Problem: Find every line in the rows that contains the word "dark" and copy each one out. Matching is case-sensitive.

Information supplied:

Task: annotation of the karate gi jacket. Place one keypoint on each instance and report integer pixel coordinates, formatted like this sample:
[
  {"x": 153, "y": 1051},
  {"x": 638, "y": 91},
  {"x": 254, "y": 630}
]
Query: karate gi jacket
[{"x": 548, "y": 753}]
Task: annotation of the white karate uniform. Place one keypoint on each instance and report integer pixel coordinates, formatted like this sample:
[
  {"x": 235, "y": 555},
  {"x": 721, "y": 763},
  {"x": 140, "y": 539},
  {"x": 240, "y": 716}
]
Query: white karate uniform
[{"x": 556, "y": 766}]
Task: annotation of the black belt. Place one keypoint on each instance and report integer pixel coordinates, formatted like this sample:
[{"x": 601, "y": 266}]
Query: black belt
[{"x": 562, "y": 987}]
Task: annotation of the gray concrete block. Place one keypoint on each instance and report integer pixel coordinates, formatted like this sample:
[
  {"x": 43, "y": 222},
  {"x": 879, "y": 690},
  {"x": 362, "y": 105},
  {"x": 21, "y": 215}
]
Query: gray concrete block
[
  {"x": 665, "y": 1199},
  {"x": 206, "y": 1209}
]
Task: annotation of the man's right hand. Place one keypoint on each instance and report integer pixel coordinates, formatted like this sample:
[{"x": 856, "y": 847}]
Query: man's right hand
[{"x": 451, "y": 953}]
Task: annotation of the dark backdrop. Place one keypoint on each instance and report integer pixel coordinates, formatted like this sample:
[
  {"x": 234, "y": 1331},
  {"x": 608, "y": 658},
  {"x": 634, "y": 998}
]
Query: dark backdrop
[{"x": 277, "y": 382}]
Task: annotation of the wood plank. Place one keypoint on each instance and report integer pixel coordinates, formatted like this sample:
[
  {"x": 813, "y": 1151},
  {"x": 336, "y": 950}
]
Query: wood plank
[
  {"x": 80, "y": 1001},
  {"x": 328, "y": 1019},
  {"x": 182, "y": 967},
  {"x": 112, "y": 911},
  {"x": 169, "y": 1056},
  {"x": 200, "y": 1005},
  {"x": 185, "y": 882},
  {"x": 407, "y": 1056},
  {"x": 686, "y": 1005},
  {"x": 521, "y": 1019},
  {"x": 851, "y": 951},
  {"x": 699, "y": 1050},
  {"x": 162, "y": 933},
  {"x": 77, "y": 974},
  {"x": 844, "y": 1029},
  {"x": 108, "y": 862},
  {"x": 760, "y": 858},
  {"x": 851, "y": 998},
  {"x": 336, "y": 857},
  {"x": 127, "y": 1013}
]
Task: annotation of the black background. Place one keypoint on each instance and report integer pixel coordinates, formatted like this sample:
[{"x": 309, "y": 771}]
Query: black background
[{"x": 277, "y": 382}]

---

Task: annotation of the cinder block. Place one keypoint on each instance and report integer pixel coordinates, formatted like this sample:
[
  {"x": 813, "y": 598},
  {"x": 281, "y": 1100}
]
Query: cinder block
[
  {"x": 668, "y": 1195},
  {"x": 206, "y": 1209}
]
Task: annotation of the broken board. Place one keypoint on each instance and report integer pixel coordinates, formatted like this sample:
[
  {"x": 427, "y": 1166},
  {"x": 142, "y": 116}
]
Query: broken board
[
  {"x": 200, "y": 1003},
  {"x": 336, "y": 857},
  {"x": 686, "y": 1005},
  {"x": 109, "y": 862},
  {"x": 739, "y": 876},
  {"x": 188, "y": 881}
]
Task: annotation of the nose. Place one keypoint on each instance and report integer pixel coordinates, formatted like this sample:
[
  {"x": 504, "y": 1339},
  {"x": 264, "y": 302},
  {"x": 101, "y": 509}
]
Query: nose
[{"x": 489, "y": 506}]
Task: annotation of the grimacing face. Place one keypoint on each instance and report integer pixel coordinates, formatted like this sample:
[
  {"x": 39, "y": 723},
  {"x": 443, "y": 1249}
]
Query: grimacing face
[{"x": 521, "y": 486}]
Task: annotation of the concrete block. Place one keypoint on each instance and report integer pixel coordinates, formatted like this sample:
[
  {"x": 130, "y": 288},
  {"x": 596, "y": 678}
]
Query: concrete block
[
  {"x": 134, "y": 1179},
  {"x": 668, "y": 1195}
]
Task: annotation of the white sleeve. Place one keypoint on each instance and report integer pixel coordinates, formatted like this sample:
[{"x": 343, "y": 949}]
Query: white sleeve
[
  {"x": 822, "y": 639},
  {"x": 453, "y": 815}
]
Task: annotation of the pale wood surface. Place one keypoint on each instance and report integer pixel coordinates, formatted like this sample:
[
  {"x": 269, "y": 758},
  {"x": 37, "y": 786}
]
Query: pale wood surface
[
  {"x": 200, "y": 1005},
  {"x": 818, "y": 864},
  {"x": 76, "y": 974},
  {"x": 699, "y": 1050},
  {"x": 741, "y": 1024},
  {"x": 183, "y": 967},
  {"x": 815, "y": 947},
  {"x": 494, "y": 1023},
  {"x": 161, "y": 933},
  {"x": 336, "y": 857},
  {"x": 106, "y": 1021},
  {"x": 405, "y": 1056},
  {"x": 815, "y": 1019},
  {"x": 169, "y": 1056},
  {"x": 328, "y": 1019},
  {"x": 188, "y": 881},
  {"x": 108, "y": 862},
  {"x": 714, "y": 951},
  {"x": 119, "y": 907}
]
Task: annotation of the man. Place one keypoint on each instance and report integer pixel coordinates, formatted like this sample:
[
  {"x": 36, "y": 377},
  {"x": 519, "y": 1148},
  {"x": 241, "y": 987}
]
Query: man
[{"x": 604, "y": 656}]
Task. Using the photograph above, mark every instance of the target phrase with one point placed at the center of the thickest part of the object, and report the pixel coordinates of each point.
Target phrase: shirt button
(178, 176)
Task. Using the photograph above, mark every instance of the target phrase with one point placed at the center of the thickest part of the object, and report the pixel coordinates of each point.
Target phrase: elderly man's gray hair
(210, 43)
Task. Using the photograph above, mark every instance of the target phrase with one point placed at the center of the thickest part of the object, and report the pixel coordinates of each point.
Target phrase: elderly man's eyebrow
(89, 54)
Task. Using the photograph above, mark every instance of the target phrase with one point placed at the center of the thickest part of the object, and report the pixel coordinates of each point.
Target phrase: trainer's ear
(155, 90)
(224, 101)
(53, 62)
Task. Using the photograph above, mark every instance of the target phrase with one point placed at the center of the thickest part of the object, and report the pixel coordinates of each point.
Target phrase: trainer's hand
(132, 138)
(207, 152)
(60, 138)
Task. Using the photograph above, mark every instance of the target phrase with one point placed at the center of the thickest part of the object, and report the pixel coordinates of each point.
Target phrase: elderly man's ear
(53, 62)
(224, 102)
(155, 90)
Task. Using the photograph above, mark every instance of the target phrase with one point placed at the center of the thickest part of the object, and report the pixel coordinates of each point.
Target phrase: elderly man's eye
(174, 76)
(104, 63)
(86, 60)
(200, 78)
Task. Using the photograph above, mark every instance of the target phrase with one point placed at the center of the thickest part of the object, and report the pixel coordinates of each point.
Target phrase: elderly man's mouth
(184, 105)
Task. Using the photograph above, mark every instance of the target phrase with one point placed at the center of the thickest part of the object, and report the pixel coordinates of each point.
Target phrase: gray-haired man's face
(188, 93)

Solution:
Task: annotation of the dark backdrop. Place one keypoint on each instance and report integer pixel coordinates, formatted like this sample:
Query: dark backdrop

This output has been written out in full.